SHORT EXERCISE »
Can you repeat the lines from the start of the records through the line containing "[[283, 204], [344, 131], [137, 138]]", replacing "farthest from its outline" with "farthest from its edge" and changing nothing else? Leave the pictures out of your answer.

==== RECORDS FOR THE TASK

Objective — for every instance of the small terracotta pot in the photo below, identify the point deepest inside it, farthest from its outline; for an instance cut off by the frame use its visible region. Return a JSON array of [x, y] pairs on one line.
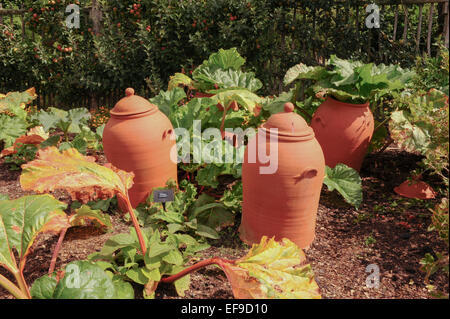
[[415, 189], [344, 131], [283, 204], [137, 138]]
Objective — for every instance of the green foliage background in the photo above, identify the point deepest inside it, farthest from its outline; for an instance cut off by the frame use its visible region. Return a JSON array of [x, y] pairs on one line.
[[272, 35]]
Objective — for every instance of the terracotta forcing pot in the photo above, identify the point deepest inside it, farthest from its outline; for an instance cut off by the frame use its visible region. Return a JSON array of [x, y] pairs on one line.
[[283, 204], [344, 131], [137, 138]]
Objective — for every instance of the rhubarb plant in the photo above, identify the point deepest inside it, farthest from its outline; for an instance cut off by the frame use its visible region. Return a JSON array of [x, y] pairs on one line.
[[67, 121], [81, 177], [21, 220], [346, 181], [349, 81]]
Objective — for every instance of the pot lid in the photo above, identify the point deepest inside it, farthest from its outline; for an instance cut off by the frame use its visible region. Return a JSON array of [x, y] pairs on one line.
[[132, 105], [289, 124]]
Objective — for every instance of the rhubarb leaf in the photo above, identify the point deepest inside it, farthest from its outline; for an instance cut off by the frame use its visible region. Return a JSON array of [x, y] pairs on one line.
[[86, 214], [11, 128], [84, 280], [21, 220], [179, 79], [272, 270], [346, 181], [84, 179]]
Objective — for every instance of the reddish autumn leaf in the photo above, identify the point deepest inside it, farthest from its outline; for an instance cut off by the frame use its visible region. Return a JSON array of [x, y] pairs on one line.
[[84, 179]]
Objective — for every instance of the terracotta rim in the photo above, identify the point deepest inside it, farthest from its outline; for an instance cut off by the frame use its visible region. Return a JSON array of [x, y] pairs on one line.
[[133, 115], [348, 104], [309, 135]]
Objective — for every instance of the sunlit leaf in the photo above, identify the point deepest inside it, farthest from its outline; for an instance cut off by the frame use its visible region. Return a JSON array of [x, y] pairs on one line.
[[272, 270], [84, 179], [21, 220], [346, 181]]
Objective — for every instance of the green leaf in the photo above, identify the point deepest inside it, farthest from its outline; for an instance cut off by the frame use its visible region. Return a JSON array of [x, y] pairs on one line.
[[137, 275], [223, 59], [15, 102], [243, 97], [21, 220], [51, 141], [167, 101], [173, 257], [179, 79], [124, 290], [276, 105], [43, 287], [205, 231], [302, 71], [229, 79], [86, 214], [11, 128], [85, 280], [115, 243], [346, 181]]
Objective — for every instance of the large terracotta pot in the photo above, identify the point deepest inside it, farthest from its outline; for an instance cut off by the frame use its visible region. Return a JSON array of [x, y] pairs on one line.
[[137, 138], [283, 204], [344, 131]]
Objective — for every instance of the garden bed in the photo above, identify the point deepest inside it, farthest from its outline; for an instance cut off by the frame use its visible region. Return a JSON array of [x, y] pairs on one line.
[[387, 230]]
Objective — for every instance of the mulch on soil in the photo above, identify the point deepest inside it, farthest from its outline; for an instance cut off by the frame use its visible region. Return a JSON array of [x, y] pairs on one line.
[[347, 240]]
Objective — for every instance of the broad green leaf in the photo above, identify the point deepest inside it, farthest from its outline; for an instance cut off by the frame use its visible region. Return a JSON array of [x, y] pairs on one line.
[[137, 275], [11, 128], [21, 220], [412, 138], [15, 102], [86, 214], [205, 231], [115, 243], [243, 97], [346, 181], [179, 79], [229, 79], [84, 179], [272, 270], [276, 105], [78, 118], [223, 59], [43, 287], [302, 71], [85, 280], [124, 290]]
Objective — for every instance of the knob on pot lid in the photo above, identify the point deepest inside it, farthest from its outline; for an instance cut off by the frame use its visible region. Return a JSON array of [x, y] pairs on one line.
[[289, 124], [132, 105]]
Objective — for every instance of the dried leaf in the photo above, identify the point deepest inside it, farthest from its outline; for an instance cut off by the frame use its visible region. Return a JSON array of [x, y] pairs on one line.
[[272, 270], [79, 175]]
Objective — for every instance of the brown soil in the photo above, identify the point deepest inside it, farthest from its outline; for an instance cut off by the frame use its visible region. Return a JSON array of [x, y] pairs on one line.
[[347, 240]]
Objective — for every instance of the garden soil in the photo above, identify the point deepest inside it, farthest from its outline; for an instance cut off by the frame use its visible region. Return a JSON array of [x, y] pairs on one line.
[[388, 233]]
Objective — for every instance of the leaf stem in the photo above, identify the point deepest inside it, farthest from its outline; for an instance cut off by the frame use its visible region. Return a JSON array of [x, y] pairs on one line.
[[12, 288], [56, 251], [213, 261], [22, 284]]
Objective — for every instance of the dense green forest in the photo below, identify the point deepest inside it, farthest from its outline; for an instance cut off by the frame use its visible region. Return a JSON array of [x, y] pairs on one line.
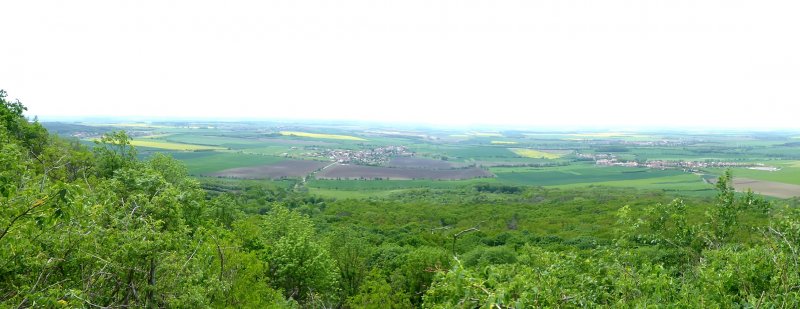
[[96, 227]]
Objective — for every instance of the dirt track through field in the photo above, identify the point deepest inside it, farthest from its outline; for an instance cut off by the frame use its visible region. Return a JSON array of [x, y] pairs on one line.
[[343, 171], [282, 169], [776, 189]]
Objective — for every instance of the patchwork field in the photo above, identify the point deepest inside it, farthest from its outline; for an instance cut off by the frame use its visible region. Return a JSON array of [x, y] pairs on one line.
[[577, 174], [282, 169], [208, 162], [776, 189], [415, 162], [323, 136], [172, 146], [536, 154], [438, 158], [341, 171]]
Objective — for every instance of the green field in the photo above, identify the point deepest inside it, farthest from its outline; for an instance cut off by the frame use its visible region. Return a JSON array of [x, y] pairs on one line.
[[231, 145], [322, 136], [202, 163]]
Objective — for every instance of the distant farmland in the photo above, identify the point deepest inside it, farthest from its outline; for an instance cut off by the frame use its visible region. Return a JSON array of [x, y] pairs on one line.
[[374, 172], [320, 135], [776, 189], [172, 146], [532, 153], [282, 169], [413, 162]]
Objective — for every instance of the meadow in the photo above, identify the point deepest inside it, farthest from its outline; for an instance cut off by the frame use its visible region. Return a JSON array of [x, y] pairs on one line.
[[448, 159]]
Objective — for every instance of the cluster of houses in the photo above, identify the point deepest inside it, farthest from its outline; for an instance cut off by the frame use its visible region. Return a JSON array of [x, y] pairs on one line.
[[376, 156]]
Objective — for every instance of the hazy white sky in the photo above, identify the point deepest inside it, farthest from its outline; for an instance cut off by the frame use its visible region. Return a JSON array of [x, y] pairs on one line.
[[726, 63]]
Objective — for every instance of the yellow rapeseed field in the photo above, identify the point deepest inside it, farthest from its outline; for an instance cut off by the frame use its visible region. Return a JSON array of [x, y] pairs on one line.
[[320, 135]]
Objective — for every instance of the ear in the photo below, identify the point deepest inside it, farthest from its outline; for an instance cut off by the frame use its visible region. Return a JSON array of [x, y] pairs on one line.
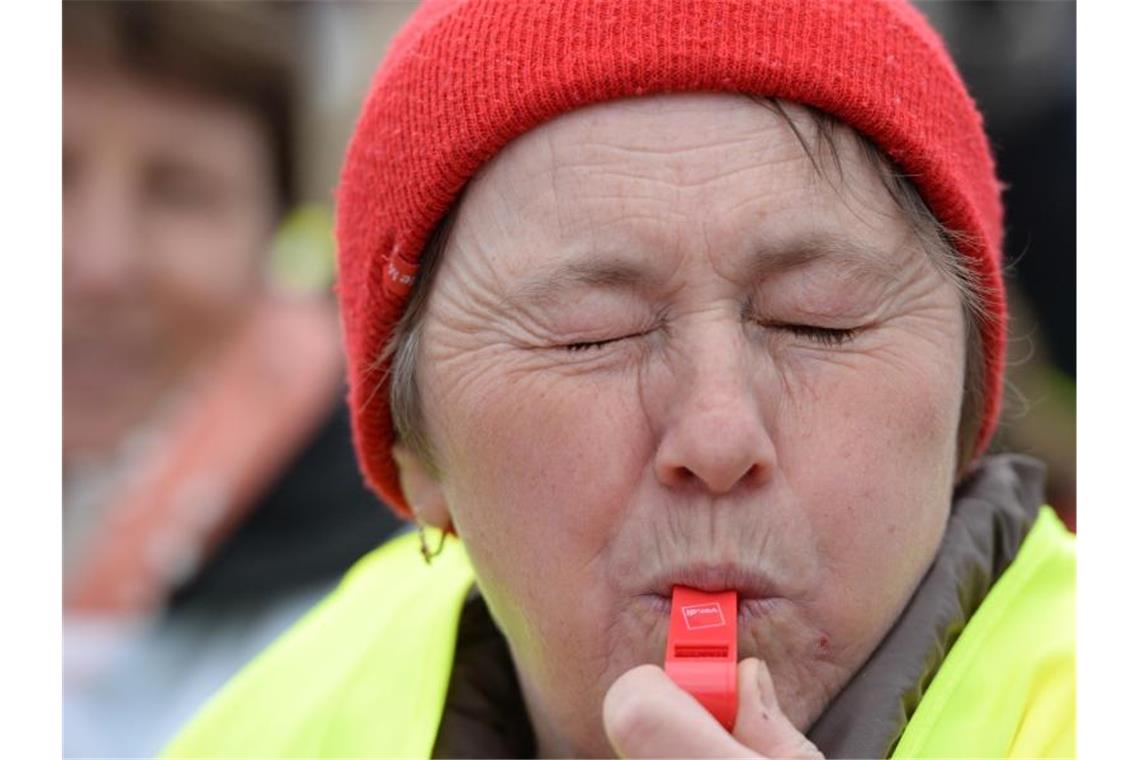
[[422, 491]]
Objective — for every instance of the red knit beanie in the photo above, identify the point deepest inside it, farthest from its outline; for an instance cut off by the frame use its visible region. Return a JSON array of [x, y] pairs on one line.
[[466, 76]]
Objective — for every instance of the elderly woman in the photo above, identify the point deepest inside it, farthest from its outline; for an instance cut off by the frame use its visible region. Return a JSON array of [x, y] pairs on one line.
[[643, 294]]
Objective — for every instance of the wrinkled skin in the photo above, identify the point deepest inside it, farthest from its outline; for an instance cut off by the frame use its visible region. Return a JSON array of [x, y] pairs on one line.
[[168, 210], [661, 348]]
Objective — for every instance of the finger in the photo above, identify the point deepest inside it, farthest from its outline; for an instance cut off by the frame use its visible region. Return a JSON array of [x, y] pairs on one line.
[[648, 716], [760, 724]]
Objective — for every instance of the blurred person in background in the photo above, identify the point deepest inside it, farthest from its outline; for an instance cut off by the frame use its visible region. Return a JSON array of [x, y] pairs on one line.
[[210, 491]]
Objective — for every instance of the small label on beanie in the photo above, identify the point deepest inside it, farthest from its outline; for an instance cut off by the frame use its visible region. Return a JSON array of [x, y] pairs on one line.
[[399, 275]]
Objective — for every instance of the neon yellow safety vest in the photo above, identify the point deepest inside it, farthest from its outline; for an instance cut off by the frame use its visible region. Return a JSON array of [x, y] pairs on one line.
[[365, 673]]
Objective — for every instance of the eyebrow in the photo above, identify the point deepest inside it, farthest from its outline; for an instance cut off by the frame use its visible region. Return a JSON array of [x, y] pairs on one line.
[[617, 275]]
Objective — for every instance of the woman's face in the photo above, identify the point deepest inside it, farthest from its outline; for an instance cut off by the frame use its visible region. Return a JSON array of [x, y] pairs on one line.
[[661, 349], [169, 207]]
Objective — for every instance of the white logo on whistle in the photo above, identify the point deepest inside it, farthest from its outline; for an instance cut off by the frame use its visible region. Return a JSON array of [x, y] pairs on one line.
[[702, 615]]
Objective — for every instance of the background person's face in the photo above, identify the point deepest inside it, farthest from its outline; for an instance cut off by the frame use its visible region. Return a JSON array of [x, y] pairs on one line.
[[661, 349], [168, 209]]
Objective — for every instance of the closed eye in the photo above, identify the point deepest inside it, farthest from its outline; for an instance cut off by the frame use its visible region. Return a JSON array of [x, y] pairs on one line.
[[592, 344], [822, 335]]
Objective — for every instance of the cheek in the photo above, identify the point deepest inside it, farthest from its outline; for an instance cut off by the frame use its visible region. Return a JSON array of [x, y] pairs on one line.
[[537, 472], [880, 481]]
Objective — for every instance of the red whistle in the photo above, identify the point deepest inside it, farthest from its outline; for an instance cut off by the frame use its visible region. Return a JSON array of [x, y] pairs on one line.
[[700, 654]]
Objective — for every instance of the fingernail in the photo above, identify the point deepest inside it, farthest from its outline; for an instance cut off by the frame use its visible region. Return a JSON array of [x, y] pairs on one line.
[[767, 689]]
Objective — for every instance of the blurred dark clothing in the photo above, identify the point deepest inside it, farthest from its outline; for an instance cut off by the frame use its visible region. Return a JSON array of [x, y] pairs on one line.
[[231, 514]]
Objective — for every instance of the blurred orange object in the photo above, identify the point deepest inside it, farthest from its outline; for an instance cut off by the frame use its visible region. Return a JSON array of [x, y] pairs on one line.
[[268, 391]]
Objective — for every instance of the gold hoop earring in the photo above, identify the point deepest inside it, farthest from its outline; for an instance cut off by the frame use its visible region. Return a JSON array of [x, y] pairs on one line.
[[428, 554]]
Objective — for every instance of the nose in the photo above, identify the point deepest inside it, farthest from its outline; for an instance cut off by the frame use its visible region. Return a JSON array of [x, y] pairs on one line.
[[716, 438]]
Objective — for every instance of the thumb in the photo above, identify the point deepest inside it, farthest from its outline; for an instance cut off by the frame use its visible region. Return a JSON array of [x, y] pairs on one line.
[[760, 724]]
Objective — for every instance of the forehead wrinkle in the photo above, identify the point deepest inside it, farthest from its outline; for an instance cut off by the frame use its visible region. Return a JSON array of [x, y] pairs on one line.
[[603, 274], [853, 258]]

========

TASK OUTPUT »
Objective — for every instance of the small terracotta pot in the photo below, identify the point deepest inside it, farthest from its edge; for an instance cut off by the frame use its visible region. Return a JSON array of [x, y] pairs on one line.
[[415, 189], [344, 131], [283, 204], [137, 138]]
Objective — for every instance of the green foliage background in the photo above, identify the point deepest inside it, farthest from its edge; for an instance cut off by the frame use its visible region. Return a JSON array of [x, y] pairs on one line.
[[272, 35]]
Objective — for every instance of the terracotta forcing pot in the photo above, identify the point deepest inside it, farthest from its edge; for an instance cut off by the frame use its visible region. Return a JSON array of [x, y] pairs on one line.
[[283, 204], [344, 131], [137, 138]]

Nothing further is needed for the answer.